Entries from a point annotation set
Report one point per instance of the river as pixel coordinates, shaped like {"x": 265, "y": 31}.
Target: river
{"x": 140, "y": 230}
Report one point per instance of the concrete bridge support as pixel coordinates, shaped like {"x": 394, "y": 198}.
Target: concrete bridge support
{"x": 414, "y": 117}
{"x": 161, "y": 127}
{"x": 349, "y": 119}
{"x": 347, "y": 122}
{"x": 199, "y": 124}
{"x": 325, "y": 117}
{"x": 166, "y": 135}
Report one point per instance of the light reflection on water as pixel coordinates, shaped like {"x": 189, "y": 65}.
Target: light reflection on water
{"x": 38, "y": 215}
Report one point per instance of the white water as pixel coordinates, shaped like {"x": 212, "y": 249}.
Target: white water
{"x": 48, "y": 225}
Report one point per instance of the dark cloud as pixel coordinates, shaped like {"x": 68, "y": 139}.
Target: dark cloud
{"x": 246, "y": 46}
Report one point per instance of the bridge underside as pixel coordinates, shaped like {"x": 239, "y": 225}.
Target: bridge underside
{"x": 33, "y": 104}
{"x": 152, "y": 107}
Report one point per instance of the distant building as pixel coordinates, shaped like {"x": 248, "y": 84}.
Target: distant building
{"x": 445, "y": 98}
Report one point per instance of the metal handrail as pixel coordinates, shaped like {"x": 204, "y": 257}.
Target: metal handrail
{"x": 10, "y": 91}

> **TASK**
Every line from the one containing "Report one point per instance of the dark" through the end of the entries above must be echoed exactly, with both ends kept.

> **THE COMPLETED TASK**
Report one point per instance of the dark cloud as pixel coordinates, shaped like {"x": 68, "y": 139}.
Target: dark cloud
{"x": 246, "y": 46}
Report one point per instance of the bridge underside as pixel coordinates, shaped like {"x": 239, "y": 225}.
Target: bridge underside
{"x": 33, "y": 104}
{"x": 152, "y": 107}
Report one point per instance of the distant building as pixel coordinates, shaped like {"x": 248, "y": 84}.
Target: distant building
{"x": 445, "y": 98}
Report one point per instance of the metal handrail as pixel coordinates, shaped like {"x": 204, "y": 257}.
Target: metal handrail
{"x": 10, "y": 91}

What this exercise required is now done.